**課題の条件**
- a) チョコレートのう胞を扱った本文をもとに、次の問いに答えてください。
(i) チョコレートのう胞という名前は、溜まった血液がどうなっていることから付けられたか。
(ii) 気の流れが停滞すると何になるか。
(iii) 痰とお血が結互したものは何と呼ばれるか。
- b) チョコレートのう胞を扱った本文から、「大きくなると卵巣の髄質内まで拡大し、時には卵巣を埋め尽くすほど肥大します。」と「し、脾胃の機能に影響します。」の間を、両端の語句も含めてそのまま引用してください。

**選定本文**
チョコレートのう胞

チョコレートのう胞とは

子宮内膜症の一種で、卵巣内に子宮内膜組織が発症して、月経と同じような出血を起こし、卵巣内に血液が溜まり、のう胞が形成され、卵巣が大きく腫れてくる病気です。

溜まった血液が褐色なチョコレート色になっていることから、チョコレートのう腫・チョコレートのう胞と呼ばれています。
チョコレートのう胞は、大きくなると卵巣髄質内まで拡大し、時には卵巣のほぼ全体を占めるほどまでに肥大します。
肥大した卵巣は周囲の組織と癒着することも多く、不妊症や子宮外妊娠の原因になる場合もあります。

症状としては、月経痛・下腹部痛・腰痛などが月経前から連続し、ひどいと四六時中痛みが続きます。



薬剤師青木からのメッセージ

私の漢方見解を述べます。

チョコレートのう胞はひどい卵巣の汚れなのです。
卵巣はリンパ液で満たされているところに細い末梢血管が走っていますから、そこで病理が発生し邪毒となり固定したものです。

漢方的には、津液(しんえき)の流れが停滞し、のう胞という膿を作り・腐り出しているのです
漢方には「通ざれば痛む」とあるように、流れが悪くなったところでは痛みや腫れを生じ、病気が発生します。
これを難しく言うと、津液が滞り、痰飲(たんいん)を生じ・かつ抹消血液の滞りと結合し、「痰お」(たんお)が発生し、津液がドロドロに腐ってきているといえます。

チョコレートのように褐色にドロドロしてきているのです。
ちなみにチョコレートといっても、チョコレートを食べすぎてなる病気ではありません。
子宮内膜症が卵巣内で起こり、化膿してきていると思って下さい。
つまり子宮内膜症の一つなのです。
大きくなると卵巣の髄質内まで拡大し、時には卵巣を埋め尽くすほど肥大します。
卵巣の内膜組織は周囲の組織とくっついて癒着することもあり、そのため卵巣の機能障害や卵管が詰まったりして、不妊症や子宮外妊娠の原因になる場合もあります。

リンパ液である津液や抹消血液の流れを悪くする・滞りを起こす原因にはいろいろあります。
・ストレス等により気の流れが津液や血液に影響したもの
・冷飲や冷えやすい体質が影響したもの
・津液の汚れがメインのもの
・お血がメインの方

例えば気の流れが停滞すると「気滞(きたい)」となり二次的に血や津液の流れも悪くなります。
肝の疏泄(そせつ)といわれる気の流れが悪くなると「肝鬱(かんうつ)」をおこし、脾胃の機能に影響します。
のびのびと流れるべき「気」の流れが悪くなると、水分代謝も悪くなっていきます。

痰とお血が結互したものは「痰お互結」(たんおごけつ)と呼ばれます。

**提供された行**
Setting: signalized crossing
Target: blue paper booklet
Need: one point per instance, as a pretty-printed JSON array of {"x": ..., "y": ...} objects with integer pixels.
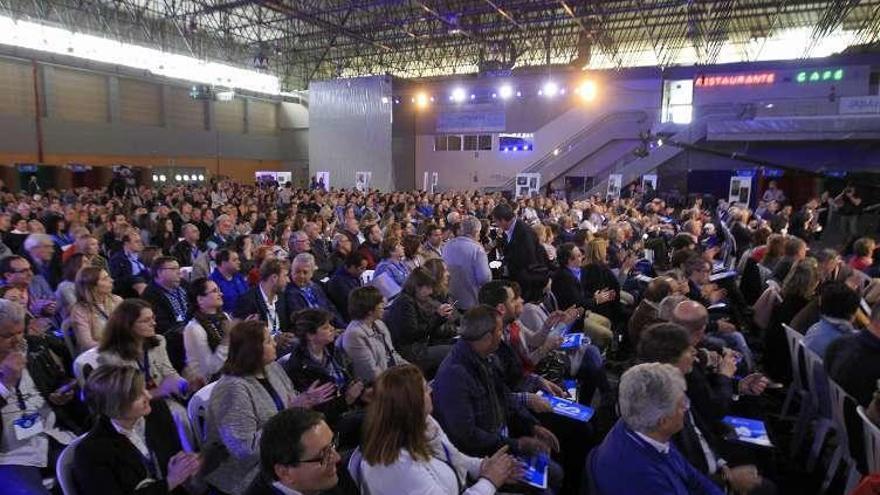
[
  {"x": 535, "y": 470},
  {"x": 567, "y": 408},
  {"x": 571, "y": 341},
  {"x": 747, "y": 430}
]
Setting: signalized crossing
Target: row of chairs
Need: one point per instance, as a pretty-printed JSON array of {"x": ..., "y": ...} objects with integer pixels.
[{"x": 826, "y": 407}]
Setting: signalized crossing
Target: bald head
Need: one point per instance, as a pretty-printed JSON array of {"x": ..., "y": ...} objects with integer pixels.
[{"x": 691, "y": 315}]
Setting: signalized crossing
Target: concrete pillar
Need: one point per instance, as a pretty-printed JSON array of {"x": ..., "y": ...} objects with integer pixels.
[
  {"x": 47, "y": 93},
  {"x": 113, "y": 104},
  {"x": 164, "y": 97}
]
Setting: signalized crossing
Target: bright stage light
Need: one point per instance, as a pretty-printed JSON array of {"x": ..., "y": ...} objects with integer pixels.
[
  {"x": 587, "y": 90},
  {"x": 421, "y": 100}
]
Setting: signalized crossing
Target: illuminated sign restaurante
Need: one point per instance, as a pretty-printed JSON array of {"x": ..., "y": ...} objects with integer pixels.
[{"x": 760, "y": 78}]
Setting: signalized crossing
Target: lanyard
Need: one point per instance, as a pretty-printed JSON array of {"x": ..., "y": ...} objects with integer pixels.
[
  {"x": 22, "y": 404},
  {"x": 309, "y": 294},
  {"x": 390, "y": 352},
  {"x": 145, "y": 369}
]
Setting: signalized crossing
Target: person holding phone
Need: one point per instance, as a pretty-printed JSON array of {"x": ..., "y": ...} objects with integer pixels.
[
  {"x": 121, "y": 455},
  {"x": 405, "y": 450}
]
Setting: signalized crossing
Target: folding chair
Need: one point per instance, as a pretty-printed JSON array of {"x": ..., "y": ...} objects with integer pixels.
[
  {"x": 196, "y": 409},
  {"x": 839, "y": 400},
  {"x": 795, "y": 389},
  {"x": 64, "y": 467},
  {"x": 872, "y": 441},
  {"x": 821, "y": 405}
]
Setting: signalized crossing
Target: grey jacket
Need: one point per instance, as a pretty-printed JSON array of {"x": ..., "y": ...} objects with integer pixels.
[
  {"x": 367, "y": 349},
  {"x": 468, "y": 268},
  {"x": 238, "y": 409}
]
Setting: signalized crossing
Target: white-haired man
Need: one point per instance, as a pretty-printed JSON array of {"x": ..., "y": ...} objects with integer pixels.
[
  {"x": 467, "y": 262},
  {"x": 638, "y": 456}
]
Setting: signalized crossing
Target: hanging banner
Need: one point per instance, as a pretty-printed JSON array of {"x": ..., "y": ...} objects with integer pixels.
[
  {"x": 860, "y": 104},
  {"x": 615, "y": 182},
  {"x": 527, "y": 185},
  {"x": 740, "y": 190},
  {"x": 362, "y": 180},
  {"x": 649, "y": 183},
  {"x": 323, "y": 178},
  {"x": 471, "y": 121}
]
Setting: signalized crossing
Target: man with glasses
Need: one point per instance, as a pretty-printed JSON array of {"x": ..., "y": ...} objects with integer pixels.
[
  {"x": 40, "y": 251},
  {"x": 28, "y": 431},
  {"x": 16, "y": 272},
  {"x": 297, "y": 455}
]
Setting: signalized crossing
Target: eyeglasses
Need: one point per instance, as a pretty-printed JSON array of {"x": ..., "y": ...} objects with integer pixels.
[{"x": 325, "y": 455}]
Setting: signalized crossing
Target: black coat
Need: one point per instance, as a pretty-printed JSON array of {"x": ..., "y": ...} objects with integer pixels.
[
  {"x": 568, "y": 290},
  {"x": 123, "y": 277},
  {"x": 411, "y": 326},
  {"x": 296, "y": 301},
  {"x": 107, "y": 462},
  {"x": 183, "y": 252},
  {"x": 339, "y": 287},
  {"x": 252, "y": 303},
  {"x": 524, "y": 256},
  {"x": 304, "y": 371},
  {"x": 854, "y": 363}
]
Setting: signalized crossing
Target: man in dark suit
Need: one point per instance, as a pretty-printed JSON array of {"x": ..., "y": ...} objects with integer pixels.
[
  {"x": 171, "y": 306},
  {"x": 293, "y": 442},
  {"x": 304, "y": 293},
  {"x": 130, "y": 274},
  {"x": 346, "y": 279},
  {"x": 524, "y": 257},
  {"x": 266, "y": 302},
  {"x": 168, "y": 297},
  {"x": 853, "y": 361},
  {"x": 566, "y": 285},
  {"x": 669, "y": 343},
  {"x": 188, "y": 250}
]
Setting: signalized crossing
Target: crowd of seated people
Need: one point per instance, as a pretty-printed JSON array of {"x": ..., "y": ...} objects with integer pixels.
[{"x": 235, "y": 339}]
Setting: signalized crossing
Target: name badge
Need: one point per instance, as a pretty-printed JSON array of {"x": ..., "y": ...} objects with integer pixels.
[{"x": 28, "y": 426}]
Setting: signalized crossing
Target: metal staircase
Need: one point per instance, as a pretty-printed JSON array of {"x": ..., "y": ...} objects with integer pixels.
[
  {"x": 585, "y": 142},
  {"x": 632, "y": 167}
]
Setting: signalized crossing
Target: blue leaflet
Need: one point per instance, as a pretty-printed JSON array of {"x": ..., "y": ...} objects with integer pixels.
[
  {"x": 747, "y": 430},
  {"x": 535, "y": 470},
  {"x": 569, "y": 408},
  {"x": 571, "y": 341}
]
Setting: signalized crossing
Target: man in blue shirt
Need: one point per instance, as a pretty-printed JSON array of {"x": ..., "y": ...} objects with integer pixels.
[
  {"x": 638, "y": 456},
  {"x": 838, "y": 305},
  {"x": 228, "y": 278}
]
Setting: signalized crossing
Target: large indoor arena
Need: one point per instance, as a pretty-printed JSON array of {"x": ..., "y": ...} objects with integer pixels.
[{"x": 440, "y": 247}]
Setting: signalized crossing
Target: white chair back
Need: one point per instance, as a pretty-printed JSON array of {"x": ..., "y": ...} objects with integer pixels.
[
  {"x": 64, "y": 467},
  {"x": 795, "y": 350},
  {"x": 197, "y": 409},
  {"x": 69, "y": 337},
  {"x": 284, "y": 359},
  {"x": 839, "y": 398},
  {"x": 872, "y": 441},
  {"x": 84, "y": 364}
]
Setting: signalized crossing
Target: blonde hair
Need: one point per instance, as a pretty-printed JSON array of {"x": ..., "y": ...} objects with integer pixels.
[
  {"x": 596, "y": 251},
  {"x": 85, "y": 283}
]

**課題ごとの解答**
- a)
(i) 溜まった血液が褐色なチョコレート色になっていることから。
(ii) 「気滞(きたい)」になる。
(iii) 「痰お互結」(たんおごけつ)と呼ばれる。

- b)
大きくなると卵巣の髄質内まで拡大し、時には卵巣を埋め尽くすほど肥大します。
卵巣の内膜組織は周囲の組織とくっついて癒着することもあり、そのため卵巣の機能障害や卵管が詰まったりして、不妊症や子宮外妊娠の原因になる場合もあります。

リンパ液である津液や抹消血液の流れを悪くする・滞りを起こす原因にはいろいろあります。
・ストレス等により気の流れが津液や血液に影響したもの
・冷飲や冷えやすい体質が影響したもの
・津液の汚れがメインのもの
・お血がメインの方

例えば気の流れが停滞すると「気滞(きたい)」となり二次的に血や津液の流れも悪くなります。
肝の疏泄(そせつ)といわれる気の流れが悪くなると「肝鬱(かんうつ)」をおこし、脾胃の機能に影響します。